(Data excerpts Opens)
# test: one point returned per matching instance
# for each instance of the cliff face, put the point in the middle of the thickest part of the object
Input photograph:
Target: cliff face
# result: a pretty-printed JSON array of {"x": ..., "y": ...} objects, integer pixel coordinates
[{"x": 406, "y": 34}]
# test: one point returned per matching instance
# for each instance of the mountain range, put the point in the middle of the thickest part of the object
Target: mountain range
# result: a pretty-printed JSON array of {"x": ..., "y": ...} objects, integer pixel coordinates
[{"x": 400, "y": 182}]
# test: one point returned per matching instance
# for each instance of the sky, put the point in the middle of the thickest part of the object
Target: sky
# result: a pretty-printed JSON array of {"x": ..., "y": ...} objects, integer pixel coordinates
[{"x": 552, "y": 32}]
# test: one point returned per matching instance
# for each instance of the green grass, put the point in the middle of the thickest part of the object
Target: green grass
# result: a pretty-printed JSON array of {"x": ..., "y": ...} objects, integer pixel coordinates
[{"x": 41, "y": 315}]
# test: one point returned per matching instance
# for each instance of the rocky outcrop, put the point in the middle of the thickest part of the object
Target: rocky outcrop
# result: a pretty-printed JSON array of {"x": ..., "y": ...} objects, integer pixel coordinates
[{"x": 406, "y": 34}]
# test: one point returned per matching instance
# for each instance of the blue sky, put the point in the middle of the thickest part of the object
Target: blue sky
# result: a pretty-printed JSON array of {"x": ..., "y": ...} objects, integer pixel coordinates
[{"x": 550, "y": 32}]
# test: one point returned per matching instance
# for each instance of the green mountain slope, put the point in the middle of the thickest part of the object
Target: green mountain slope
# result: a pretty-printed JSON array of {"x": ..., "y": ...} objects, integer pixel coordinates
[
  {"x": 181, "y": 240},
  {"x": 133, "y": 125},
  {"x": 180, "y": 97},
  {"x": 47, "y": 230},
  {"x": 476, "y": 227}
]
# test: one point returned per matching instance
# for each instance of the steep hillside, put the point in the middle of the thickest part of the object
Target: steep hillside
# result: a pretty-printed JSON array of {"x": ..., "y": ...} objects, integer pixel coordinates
(Data excerpts Closes)
▸ **Instructions to follow**
Go through the records and count every line with the word "range"; the answer is the number alone.

▸ **Exercise response**
2